# Detection rows:
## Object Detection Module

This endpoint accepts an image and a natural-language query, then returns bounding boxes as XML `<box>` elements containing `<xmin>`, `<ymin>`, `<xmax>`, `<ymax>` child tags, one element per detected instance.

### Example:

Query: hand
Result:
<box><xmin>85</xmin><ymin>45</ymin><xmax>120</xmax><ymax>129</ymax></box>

# Exercise instructions:
Express every nonblank line of the rows above as a Markdown table with two columns, No. and Line, and number the lines in order.

# The output:
| No. | Line |
|---|---|
| 1 | ## Object Detection Module |
| 2 | This endpoint accepts an image and a natural-language query, then returns bounding boxes as XML `<box>` elements containing `<xmin>`, `<ymin>`, `<xmax>`, `<ymax>` child tags, one element per detected instance. |
| 3 | ### Example: |
| 4 | Query: hand |
| 5 | Result: |
| 6 | <box><xmin>85</xmin><ymin>45</ymin><xmax>120</xmax><ymax>129</ymax></box> |